__EXTRACTED ENTRIES__
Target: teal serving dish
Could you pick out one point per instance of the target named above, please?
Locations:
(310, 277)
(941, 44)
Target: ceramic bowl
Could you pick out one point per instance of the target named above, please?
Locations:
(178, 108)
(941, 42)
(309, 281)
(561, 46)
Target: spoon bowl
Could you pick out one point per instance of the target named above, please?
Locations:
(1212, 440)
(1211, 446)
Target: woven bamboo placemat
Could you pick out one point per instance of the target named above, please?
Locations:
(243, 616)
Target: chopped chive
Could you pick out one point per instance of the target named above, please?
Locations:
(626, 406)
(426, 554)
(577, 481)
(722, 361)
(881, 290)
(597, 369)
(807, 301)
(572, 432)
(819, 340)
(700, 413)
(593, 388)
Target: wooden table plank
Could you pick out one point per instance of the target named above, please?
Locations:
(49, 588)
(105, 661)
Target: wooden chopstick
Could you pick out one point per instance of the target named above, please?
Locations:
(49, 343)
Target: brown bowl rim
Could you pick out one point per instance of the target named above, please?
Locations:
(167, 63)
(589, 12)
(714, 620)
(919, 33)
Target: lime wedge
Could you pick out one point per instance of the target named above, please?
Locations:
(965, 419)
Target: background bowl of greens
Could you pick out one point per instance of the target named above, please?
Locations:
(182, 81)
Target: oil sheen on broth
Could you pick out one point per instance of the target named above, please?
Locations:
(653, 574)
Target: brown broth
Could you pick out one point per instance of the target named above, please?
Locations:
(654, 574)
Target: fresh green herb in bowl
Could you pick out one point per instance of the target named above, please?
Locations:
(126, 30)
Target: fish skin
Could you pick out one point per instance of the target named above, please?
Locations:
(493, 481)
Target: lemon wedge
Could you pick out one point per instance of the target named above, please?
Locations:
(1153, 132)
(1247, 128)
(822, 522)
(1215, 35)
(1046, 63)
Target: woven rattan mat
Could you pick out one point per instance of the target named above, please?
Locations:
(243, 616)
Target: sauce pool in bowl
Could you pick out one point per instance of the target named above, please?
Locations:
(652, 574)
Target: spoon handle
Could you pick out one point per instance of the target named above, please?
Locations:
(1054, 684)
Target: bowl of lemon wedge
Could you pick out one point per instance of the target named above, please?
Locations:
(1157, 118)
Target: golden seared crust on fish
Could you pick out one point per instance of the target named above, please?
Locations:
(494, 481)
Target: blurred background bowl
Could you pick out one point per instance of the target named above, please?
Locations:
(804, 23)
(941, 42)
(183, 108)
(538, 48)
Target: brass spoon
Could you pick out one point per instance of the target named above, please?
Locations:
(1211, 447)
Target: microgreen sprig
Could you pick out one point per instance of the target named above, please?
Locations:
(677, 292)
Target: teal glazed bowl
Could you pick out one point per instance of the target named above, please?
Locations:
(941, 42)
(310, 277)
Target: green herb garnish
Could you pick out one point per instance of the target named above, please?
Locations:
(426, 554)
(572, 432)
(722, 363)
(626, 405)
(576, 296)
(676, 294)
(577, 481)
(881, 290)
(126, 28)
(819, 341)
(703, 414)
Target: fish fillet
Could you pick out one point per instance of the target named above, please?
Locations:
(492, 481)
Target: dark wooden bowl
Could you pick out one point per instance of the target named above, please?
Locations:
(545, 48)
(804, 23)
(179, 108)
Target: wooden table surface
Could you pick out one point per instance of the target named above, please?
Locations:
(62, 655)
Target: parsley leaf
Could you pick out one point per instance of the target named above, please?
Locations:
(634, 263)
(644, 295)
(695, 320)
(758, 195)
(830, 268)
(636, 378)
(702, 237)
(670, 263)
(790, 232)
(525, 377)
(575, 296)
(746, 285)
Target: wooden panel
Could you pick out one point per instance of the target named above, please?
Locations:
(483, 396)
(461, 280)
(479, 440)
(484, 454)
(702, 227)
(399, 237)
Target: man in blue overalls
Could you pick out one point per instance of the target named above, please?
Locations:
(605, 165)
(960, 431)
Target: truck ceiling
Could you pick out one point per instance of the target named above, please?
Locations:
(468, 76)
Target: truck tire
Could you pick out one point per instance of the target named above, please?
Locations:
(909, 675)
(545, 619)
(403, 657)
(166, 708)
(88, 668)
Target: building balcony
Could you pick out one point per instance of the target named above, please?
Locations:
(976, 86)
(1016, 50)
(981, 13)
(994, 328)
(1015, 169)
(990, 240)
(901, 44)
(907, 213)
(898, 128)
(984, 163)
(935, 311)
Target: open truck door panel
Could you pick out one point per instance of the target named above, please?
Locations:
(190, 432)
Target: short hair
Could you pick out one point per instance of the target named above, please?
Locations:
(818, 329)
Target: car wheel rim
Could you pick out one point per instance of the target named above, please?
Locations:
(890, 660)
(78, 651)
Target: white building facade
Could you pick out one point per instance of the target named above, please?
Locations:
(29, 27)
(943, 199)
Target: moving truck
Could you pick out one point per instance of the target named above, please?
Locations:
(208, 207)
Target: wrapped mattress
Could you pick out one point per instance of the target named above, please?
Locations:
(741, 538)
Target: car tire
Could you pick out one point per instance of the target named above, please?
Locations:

__WHAT NEEDS TO BE DONE__
Restate the data above word for word, please.

__CORRECT ANSWER__
Target: teal serving dish
Could you pick out one point per instance of the target named above, please?
Locations:
(310, 277)
(941, 44)
Target: ceramic bowl
Could you pick out one point per instance of the target named above, please?
Locations:
(178, 108)
(941, 42)
(309, 281)
(561, 46)
Target: spoon bowl
Could you pick out one point per instance of the target named above, please?
Locations:
(1212, 440)
(1211, 446)
Target: woven bamboo placemat
Could you pick out one point per instance of the target named above, please?
Locations:
(243, 616)
Target: chopped chive
Could you pick out one point per instance of the target named above, please?
Locations:
(626, 406)
(426, 554)
(577, 481)
(722, 361)
(881, 290)
(597, 369)
(807, 301)
(572, 432)
(819, 340)
(700, 413)
(593, 388)
Target: wooden table plank
Could you pick out one point per instance of the target named above, please?
Locations:
(49, 588)
(105, 661)
Target: wooden chopstick
Could you pick out one point per instance of the target named above, please?
Locations:
(49, 343)
Target: brown bowl rim
Could you pick out one point per instance of the target named above, please?
Locations:
(167, 63)
(589, 12)
(714, 620)
(919, 33)
Target: lime wedge
Could you pick out one point per instance of the target named above, please?
Locations:
(965, 419)
Target: background bowl of greens
Could you pick out one point per instance of the target named above, please?
Locations:
(182, 81)
Target: oil sheen on broth
Could you pick out one point per instance of the target named above, please?
Locations:
(653, 574)
Target: brown broth
Could you pick out one point per instance of the target named above, please?
Locations:
(654, 574)
Target: fresh green herb in bowl
Could you pick out one point per instance of the target named above, please?
Locations:
(126, 30)
Target: fish skin
Could you pick out one point per instance of the target named above, please?
Locations:
(493, 481)
Target: lemon wedge
Could you pick out one point per instance of the target named above, please?
Locations:
(1153, 132)
(1247, 128)
(822, 522)
(1215, 35)
(1046, 63)
Target: woven rattan mat
Could you pick out one point per instance of the target named above, please?
Locations:
(243, 616)
Target: sauce pool in bowl
Could you pick out one point per instance of the target named above, please?
Locations:
(652, 574)
Target: spoon handle
Could you pick out one point per instance of the target named above, please?
Locations:
(1054, 684)
Target: bowl of lemon wedge
Could you pick out one point per instance of the target named above, please?
Locations:
(1157, 118)
Target: golden seared crust on fish
Could you pick out one point per instance of the target named above, please?
Locations:
(494, 481)
Target: blurred background bowl
Could you pick out one point per instance of the target named above, please?
Locations:
(804, 23)
(941, 42)
(183, 108)
(538, 48)
Target: brass spoon
Could you pick out one point per instance of the target named above, please?
Locations:
(1211, 447)
Target: microgreen sprig
Could you pick out one point per instance of the target named above, please?
Locations:
(677, 292)
Target: teal glazed bowl
Could you pick out one point per instance of the target named above, please?
Locations:
(941, 42)
(310, 277)
Target: green herb garnish
Could you pick out one point per instance of the target named above, please?
Locations:
(426, 554)
(572, 432)
(722, 363)
(626, 405)
(576, 296)
(676, 294)
(577, 481)
(881, 290)
(126, 28)
(819, 341)
(703, 414)
Target: fish fillet
Could you pick out one point per instance of the target named above, please?
Locations:
(492, 481)
Target: dark wooden bowl
Could you pick out one point per instance of the target named above, please?
Locations:
(545, 48)
(804, 23)
(179, 108)
Target: wooden table surface
Could you pick out one point per instance of the target named above, please?
Locations:
(62, 655)
Target: parsley leaf
Could you pick out one point per instance of the target named above, please?
Locations:
(634, 263)
(644, 295)
(695, 320)
(758, 195)
(830, 268)
(636, 378)
(702, 237)
(670, 263)
(790, 232)
(525, 377)
(575, 296)
(746, 285)
Target: wooden panel
Could you pick out one point per instance of the target named above, please?
Locations:
(483, 396)
(461, 280)
(479, 440)
(484, 454)
(702, 227)
(399, 237)
Target: man in blue overalls
Could you pick out one point per instance of the target named above, please?
Locations:
(605, 165)
(960, 431)
Target: truck ceiling
Could you pick out one point per instance of the target named above, please?
Locations:
(468, 76)
Target: truck tire
Could you pick out one point per instance of the target named above, please?
Locations:
(909, 675)
(545, 619)
(403, 657)
(166, 708)
(88, 668)
Target: building balcony
Could you pick out one point per instance of the target named above, please?
Locations:
(976, 86)
(1016, 50)
(981, 13)
(994, 328)
(1015, 169)
(990, 240)
(901, 44)
(907, 213)
(898, 128)
(984, 163)
(935, 311)
Target: open truck door panel
Could you pick out one point per instance of the target named above, please?
Locations:
(190, 432)
Target: short hair
Could you pick out one point per instance of the target named above, please?
Locations:
(818, 329)
Target: car wheel rim
Could you pick out one point per instance of the target named above, please?
Locations:
(890, 660)
(78, 651)
Target: white building facade
Could you pick out one point per instance of the target named above, please?
Locations:
(29, 27)
(943, 199)
Target: moving truck
Could you pick out one point per instance of the target named above, please?
Locations:
(208, 207)
Target: wrapped mattress
Could you pick out one point per instance of the target named above, please?
Locations:
(741, 538)
Target: car tire
Could you pick out one point per instance of the target named above, please?
Locations:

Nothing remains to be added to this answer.